#### Excerpt provided
Snapshots at different locations on the 2-D spiral column for L-I-H flow mode. The image in the middle shows the entire 2-D spiral column, and (A) through (B) show selected, focussed parts of the column. Results are more discernible in the PDF colour version.

4. Discussion

The Archimedean screw force and the solid–liquid friction force: a clarification



Before unfolding the Discussion, we wish to make a clarification for the terminology, Archimedean screw force. It becomes clear very recently that the definition of Archimedean screw force used by Guan et al. [15] and Guan and van den Heuvel [16] has been different to that by Ito [21]. What Ito meant could be termed as an Archimedean screw effect, and is generated by combination of coil rotation and the forces acting nearly perpendicular to the axis of the rotating coil. This effect (or force) is exactly the physical effect for lifting water from a low position to a high, as documented for a device allegedly designed by Archimedes in Greece some a few thousand years ago. Ito's definition concerns more to the net effect rather than to a clearly defined physical force. For the avoidance of confusion, the present paper has adopted a new terminology “the solid–liquid friction force” to replace the previous terminology “Archimedean screw force” that was used in refs. [15,16].

[Dataset rows]
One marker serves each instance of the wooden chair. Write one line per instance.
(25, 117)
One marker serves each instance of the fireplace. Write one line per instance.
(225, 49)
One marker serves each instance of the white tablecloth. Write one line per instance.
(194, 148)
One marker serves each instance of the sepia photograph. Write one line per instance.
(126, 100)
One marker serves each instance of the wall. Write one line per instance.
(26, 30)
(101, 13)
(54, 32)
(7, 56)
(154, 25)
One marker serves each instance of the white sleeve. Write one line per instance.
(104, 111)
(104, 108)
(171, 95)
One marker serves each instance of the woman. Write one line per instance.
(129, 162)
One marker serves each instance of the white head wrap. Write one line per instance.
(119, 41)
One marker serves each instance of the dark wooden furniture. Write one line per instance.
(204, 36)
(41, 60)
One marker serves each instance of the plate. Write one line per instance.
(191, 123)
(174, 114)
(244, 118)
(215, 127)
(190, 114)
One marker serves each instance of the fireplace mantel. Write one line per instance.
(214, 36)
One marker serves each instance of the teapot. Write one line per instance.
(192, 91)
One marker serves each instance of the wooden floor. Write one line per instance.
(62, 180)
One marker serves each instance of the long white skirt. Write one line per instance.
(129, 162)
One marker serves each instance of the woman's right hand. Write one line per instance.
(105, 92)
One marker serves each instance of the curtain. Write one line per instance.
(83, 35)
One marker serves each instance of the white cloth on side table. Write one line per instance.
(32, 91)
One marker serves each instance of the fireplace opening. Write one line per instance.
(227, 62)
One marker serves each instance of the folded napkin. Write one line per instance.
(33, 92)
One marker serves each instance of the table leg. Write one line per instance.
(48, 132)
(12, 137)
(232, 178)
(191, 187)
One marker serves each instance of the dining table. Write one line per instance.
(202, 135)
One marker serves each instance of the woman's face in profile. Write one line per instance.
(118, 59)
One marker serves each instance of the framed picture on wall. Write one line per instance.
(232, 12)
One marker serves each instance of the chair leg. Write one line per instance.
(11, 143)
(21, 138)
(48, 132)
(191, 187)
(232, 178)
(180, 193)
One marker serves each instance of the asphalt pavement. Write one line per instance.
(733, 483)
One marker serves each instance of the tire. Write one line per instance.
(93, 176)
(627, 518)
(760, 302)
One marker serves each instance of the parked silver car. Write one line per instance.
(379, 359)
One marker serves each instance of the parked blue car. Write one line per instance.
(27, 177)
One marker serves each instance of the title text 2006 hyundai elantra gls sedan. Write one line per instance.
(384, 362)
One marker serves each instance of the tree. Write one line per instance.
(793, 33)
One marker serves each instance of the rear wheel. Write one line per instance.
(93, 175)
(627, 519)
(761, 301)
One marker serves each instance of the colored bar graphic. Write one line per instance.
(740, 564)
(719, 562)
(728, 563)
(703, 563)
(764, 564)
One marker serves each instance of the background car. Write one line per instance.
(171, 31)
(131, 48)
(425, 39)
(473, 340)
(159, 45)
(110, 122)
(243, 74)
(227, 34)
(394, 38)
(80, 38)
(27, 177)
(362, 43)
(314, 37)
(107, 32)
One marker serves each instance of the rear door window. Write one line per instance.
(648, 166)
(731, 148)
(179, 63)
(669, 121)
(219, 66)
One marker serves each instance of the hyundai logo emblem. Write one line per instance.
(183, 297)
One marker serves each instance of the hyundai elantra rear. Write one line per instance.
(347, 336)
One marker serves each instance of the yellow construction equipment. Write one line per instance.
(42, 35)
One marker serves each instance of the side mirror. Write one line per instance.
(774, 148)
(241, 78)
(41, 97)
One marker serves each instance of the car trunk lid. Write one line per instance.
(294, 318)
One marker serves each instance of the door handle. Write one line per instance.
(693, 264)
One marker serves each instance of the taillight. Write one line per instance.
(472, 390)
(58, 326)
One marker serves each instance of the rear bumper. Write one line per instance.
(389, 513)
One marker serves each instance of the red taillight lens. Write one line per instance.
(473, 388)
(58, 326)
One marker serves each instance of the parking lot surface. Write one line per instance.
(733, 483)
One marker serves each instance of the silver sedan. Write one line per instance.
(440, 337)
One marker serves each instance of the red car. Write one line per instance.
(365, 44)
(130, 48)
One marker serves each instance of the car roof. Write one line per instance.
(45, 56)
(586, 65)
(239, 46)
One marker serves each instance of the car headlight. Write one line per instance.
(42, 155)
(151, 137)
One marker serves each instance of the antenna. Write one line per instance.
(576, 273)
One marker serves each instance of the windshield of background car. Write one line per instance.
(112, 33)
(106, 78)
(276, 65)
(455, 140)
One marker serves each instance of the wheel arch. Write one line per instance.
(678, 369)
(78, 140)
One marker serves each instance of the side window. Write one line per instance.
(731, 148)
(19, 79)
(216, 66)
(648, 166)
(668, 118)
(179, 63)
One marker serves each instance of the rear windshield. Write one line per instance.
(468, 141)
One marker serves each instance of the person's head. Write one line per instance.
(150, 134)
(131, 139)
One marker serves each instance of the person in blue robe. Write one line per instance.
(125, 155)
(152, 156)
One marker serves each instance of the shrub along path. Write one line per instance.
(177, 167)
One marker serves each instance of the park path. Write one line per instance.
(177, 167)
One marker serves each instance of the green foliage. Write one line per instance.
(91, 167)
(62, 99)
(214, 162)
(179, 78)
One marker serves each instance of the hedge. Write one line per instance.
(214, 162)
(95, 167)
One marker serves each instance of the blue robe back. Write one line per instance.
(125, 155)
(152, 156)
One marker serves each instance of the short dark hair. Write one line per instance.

#### Work to complete
(A) In the passage on the Archimedean screw force, what term has the present paper adopted in its place?
(B) Pick up the passage on the Archimedean screw force after its final sentence and continue it.

#### Per-task answers
(A) The solid–liquid friction force.

(B)
For the 3-D helical coil with both ends blocked and performing self-rotation, there are hydrostatic and hydrodynamic forces: (a) gravity, (b) centrifugal force (both hydrostatic forces), and (c) solid–liquid friction force (a hydrodynamic force). When self rotation speed of the coil is very slow (to say, 1 rpm), centrifugal force [Force (a)] and the solid–liquid friction force [Force (c)] can be neglected. This leaves gravity [Force (a)] to be the dominant one. When both ends are blocked, the main hydrodynamic force is the solid–liquid friction force, which is caused by the movement of the column. When there is a mobile phase flow, there will be a second major friction, the liquid–liquid friction force, which is caused by the movement of mobile phase.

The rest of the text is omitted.